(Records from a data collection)
_ _ _

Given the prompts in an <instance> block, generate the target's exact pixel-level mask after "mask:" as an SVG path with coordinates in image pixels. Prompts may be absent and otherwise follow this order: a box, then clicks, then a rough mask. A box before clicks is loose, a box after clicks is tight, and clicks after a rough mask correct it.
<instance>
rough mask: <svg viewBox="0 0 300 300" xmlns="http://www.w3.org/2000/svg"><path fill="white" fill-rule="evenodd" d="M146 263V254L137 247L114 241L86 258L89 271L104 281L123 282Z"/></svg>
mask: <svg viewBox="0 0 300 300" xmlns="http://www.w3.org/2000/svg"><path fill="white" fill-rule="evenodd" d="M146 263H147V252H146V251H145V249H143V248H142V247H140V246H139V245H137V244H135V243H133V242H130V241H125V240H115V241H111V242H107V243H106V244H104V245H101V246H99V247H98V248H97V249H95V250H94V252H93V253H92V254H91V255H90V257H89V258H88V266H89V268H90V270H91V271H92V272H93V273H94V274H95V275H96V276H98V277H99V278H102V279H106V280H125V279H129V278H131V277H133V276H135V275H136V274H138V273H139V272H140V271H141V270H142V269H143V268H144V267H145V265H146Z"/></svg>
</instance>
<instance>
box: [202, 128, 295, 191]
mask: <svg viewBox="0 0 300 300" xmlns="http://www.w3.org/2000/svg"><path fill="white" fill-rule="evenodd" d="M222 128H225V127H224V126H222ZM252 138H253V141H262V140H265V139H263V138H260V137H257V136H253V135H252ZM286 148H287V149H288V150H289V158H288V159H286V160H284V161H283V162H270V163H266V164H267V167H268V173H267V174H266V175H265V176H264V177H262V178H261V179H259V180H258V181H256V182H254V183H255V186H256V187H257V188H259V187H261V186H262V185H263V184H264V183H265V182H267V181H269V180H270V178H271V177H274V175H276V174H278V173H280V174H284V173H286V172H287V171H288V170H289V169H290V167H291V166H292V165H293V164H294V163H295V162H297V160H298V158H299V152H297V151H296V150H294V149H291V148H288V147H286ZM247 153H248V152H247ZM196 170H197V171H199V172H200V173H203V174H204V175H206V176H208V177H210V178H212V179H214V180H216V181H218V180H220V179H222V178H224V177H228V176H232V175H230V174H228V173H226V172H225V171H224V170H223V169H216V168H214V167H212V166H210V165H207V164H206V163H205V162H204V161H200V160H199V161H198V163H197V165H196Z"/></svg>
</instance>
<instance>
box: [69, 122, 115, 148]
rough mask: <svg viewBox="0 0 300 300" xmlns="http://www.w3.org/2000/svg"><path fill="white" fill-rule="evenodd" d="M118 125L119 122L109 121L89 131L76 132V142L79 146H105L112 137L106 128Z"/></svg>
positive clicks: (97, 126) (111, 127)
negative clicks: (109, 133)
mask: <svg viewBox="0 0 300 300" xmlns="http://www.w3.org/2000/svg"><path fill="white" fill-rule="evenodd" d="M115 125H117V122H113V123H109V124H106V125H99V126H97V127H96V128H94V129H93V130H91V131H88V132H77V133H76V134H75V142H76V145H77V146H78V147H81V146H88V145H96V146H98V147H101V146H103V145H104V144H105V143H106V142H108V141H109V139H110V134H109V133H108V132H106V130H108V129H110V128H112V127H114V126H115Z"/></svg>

_ _ _

**Work to complete**
All of the data above should be transcribed exactly.

**Solution for this problem**
Given the prompts in an <instance> block, generate the target's exact pixel-level mask after "mask:" as an SVG path with coordinates in image pixels. Prompts may be absent and otherwise follow this order: a box, then clicks, then a rough mask. A box before clicks is loose, a box after clicks is tight, and clicks after a rough mask correct it.
<instance>
rough mask: <svg viewBox="0 0 300 300" xmlns="http://www.w3.org/2000/svg"><path fill="white" fill-rule="evenodd" d="M146 263V254L137 247L114 241L86 258L89 271L104 281L123 282Z"/></svg>
mask: <svg viewBox="0 0 300 300" xmlns="http://www.w3.org/2000/svg"><path fill="white" fill-rule="evenodd" d="M146 263H147V252H146V251H145V249H143V248H142V247H140V246H139V245H137V244H135V243H133V242H130V241H125V240H115V241H111V242H107V243H106V244H104V245H101V246H99V247H98V248H97V249H95V250H94V252H93V253H92V254H91V255H90V257H89V258H88V266H89V268H90V270H91V271H92V272H93V273H94V274H95V275H96V276H98V277H99V278H102V279H106V280H125V279H129V278H131V277H133V276H135V275H136V274H138V273H139V272H140V271H141V270H142V269H143V268H144V267H145V265H146Z"/></svg>
</instance>
<instance>
box: [202, 128, 295, 191]
mask: <svg viewBox="0 0 300 300" xmlns="http://www.w3.org/2000/svg"><path fill="white" fill-rule="evenodd" d="M222 128H225V127H224V126H222ZM252 138H253V141H262V140H265V139H263V138H260V137H257V136H253V135H252ZM286 148H287V149H288V150H289V158H288V159H286V160H284V161H283V162H270V163H266V164H267V167H268V173H267V174H266V175H265V176H264V177H262V178H261V179H259V180H258V181H256V182H254V183H255V186H256V187H257V188H259V187H261V186H262V185H263V184H264V183H265V182H267V181H269V180H270V178H271V177H274V175H276V174H278V173H280V174H284V173H286V172H287V171H288V170H289V169H290V167H291V166H292V165H293V164H294V163H295V162H297V160H298V158H299V152H297V151H296V150H294V149H291V148H288V147H286ZM247 153H248V152H247ZM196 170H197V171H199V172H200V173H203V174H204V175H206V176H208V177H210V178H212V179H214V180H216V181H218V180H220V179H222V178H224V177H228V176H232V175H230V174H228V173H226V172H225V171H224V170H223V169H216V168H214V167H212V166H210V165H207V164H206V163H205V162H204V161H200V160H199V161H198V163H197V165H196Z"/></svg>
</instance>
<instance>
box: [69, 122, 115, 148]
rough mask: <svg viewBox="0 0 300 300" xmlns="http://www.w3.org/2000/svg"><path fill="white" fill-rule="evenodd" d="M118 125L119 122L109 121L89 131L76 132V142L79 146H105L112 137L106 128Z"/></svg>
positive clicks: (97, 126) (111, 127)
negative clicks: (109, 133)
mask: <svg viewBox="0 0 300 300" xmlns="http://www.w3.org/2000/svg"><path fill="white" fill-rule="evenodd" d="M115 125H117V122H113V123H109V124H106V125H99V126H97V127H96V128H94V129H93V130H91V131H88V132H77V133H76V134H75V142H76V145H77V146H78V147H81V146H88V145H96V146H98V147H101V146H103V145H104V144H105V143H106V142H108V141H109V139H110V134H109V133H108V132H106V130H108V129H110V128H112V127H114V126H115Z"/></svg>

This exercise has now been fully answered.